[Records]
****************

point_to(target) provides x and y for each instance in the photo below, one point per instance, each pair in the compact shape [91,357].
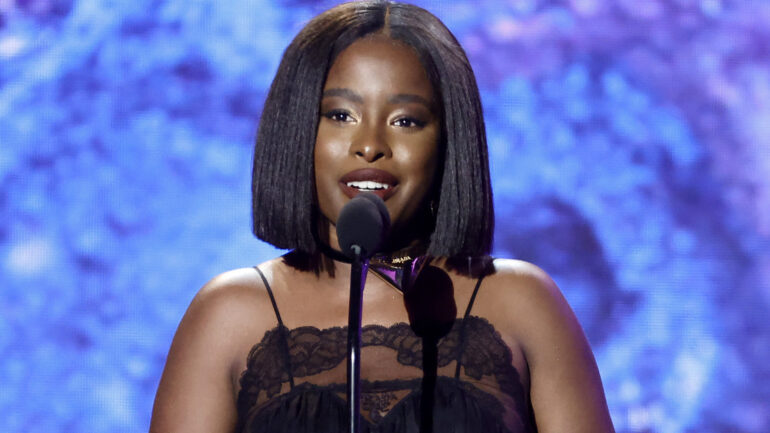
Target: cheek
[326,156]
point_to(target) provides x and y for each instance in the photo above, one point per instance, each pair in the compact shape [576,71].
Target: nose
[371,143]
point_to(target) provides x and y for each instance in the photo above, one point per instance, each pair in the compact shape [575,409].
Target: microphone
[362,225]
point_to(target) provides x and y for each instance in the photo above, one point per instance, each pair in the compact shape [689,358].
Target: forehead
[379,63]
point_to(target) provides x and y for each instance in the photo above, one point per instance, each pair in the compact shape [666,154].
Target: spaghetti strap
[461,343]
[281,328]
[272,298]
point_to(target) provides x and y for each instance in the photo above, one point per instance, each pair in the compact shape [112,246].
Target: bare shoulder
[523,284]
[197,387]
[565,386]
[522,298]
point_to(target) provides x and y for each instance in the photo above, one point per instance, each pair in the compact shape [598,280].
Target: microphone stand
[357,279]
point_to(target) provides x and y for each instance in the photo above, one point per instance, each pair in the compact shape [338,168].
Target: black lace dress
[295,381]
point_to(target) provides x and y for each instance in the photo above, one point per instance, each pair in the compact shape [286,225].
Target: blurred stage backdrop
[630,149]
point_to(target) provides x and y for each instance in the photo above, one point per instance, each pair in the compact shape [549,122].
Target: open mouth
[368,185]
[378,182]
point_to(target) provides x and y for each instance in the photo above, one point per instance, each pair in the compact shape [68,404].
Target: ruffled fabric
[486,394]
[314,409]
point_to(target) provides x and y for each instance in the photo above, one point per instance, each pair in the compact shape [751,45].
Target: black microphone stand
[357,279]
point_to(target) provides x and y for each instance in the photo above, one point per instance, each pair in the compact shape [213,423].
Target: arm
[196,391]
[565,386]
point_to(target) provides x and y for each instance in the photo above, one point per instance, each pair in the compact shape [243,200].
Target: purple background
[630,150]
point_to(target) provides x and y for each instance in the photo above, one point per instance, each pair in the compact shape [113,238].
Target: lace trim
[313,350]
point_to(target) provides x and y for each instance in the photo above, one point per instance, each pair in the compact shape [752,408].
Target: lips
[378,182]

****************

• CHALLENGE: Write out the lines of the records above from the line with "compact shape [338,168]." up to and including the last line of the records. Keep every line the same, but raise each coordinate in the answers by 126.

• FINISHED EXERCISE:
point_to(target) provides x and y for each instance in the photo above, one point per instance, each pair in the compact shape [338,168].
Target: black lace dress
[421,507]
point_to(target) provides x and y for each instance in the photo above, one point per instance, each pair in the compact shape [286,225].
Target: blurred stage backdrop
[756,275]
point_to(target) provides x and y for each instance in the photo above, one point per instance, each pair in the compact shape [549,122].
Target: open mouth
[494,311]
[504,308]
point_to(target) provides x and y for each instance in the photo above, one point per instance, each pair in the compact shape [68,404].
Target: ruffled fabric
[612,520]
[440,535]
point_to(target) provides x and y for each instance in the photo above, one point per instance, each pair in the compact shape [751,45].
Target: black microphone stand
[483,405]
point_to(target) provides x and y for each instance in the photo above, one point per instance, each pair in the compact shape [213,423].
Target: arm
[322,517]
[691,512]
point_to(target) provides x and y for each instance in the photo above, one point per instance, each pair in the compact shape [243,200].
Target: purple background
[756,276]
point_to(target) provides x and y for each instance in the photo above, one point per instance, each pair in the compact shape [113,238].
Target: lace trim
[439,476]
point_to(target) provides x and y for each instance in the photo above, one point per instance, each pair in the compact shape [752,408].
Target: lips
[504,308]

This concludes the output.